_SUPPLIED RECORDS_

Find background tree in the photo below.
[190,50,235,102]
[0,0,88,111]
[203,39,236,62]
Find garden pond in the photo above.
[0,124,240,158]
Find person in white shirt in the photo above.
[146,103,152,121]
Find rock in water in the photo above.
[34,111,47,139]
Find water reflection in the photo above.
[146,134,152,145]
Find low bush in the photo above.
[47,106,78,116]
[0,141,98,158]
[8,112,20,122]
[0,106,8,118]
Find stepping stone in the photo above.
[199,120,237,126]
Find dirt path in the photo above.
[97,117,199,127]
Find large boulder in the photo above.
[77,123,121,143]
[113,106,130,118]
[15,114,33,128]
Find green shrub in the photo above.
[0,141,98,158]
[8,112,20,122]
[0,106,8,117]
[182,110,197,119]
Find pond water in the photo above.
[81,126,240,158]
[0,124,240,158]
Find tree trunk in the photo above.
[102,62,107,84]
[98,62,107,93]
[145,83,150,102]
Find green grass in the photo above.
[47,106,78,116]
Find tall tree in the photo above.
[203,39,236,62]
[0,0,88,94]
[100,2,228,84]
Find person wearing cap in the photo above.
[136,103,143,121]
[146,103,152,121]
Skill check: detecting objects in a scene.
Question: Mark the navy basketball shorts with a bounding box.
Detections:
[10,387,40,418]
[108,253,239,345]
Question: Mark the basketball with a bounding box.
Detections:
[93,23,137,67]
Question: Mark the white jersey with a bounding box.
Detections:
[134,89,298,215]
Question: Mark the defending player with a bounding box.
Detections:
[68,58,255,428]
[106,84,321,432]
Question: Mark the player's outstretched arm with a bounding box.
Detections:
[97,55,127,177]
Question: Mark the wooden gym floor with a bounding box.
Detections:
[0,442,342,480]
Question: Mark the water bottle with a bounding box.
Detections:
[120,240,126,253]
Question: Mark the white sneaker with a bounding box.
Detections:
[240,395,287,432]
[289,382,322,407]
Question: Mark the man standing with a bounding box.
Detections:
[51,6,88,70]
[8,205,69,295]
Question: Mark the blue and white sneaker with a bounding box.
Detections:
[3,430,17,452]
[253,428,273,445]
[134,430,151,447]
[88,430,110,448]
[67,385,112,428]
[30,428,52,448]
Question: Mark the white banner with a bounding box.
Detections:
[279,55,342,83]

_WRITTEN EXERCISE_
Rewrite every line of the listing above as a Markdown table with the columns "Row" and "Line", numbering the rows in order and leaving out blank lines.

_SOLVED EXERCISE_
| Row | Line |
|---|---|
| 1 | Find background tree in the photo below. |
| 2 | [190,50,235,102] |
| 3 | [0,0,88,111] |
| 4 | [203,39,236,62] |
| 5 | Find garden pond in the photo above. |
| 6 | [0,124,240,158] |
| 7 | Find person in white shirt in the photo above. |
| 8 | [146,103,152,121] |
| 9 | Find rock in water in the photo above. |
| 10 | [34,111,47,139] |
| 11 | Find water reflection in the photo above. |
| 12 | [146,134,152,145] |
| 13 | Find low bush in the photo above. |
| 14 | [47,106,78,116] |
| 15 | [0,141,98,158] |
| 16 | [8,112,20,122] |
| 17 | [0,106,8,118] |
| 18 | Find stepping stone in the photo above. |
| 19 | [199,120,237,126] |
| 20 | Find dirt path in the photo above. |
| 21 | [97,117,199,127] |
| 22 | Find large boulder in the photo above. |
| 23 | [77,123,121,143] |
| 24 | [113,106,130,118] |
| 25 | [15,114,33,128] |
| 26 | Find green shrub in the photo above. |
| 27 | [0,141,98,158] |
| 28 | [8,112,20,122] |
| 29 | [0,106,8,117] |
| 30 | [182,110,197,119] |
| 31 | Find pond water in the photo above. |
| 32 | [81,126,240,158] |
| 33 | [0,124,240,158] |
| 34 | Find tree trunk in the photo above. |
| 35 | [102,62,107,84] |
| 36 | [98,62,107,93] |
| 37 | [145,83,150,102] |
| 38 | Find green grass in the photo above. |
| 39 | [47,106,78,116] |
| 40 | Find tall tree in the photo above. |
| 41 | [203,39,236,62] |
| 42 | [0,0,88,94] |
| 43 | [100,2,228,84] |
| 44 | Find person wearing cap in the photo above. |
| 45 | [136,103,143,121] |
| 46 | [146,103,152,121] |
| 47 | Skill check: detecting objects in a scene. |
| 48 | Question: Mark the navy basketball shorts with a bounding box. |
| 49 | Detections: |
| 50 | [10,387,40,418] |
| 51 | [108,253,239,345] |
| 52 | Question: Mark the basketball with a bounding box. |
| 53 | Detections: |
| 54 | [93,23,137,67] |
| 55 | Question: Mark the white jersey with a bounding box. |
| 56 | Detections: |
| 57 | [134,89,298,215] |
| 58 | Question: Mark the defending player with a bounding box. |
| 59 | Detections: |
| 60 | [68,58,255,428] |
| 61 | [106,84,321,432] |
| 62 | Question: Mark the player's outstretched arm with a bounding box. |
| 63 | Detections: |
| 64 | [97,55,127,177] |
| 65 | Question: Mark the wooden gym floor with a bounding box. |
| 66 | Detections: |
| 67 | [0,442,342,480] |
| 68 | Question: Mark the water bottle with a bounding box. |
| 69 | Detections: |
| 70 | [120,240,126,253] |
| 71 | Question: Mark the white sneaker with a bounding box. |
| 72 | Detections: |
| 73 | [240,395,287,432] |
| 74 | [289,382,322,407] |
| 75 | Question: Mark the man standing with a bounding box. |
| 76 | Detections: |
| 77 | [51,6,88,70] |
| 78 | [8,205,69,295] |
| 79 | Question: Mark the blue and white sneaker with a bounding box. |
| 80 | Detections: |
| 81 | [3,430,17,452] |
| 82 | [253,428,273,445] |
| 83 | [134,430,151,447] |
| 84 | [88,430,110,448] |
| 85 | [67,385,112,428] |
| 86 | [30,428,52,448] |
| 87 | Question: Mark the white banner with a bounding box. |
| 88 | Detections: |
| 89 | [279,55,342,83] |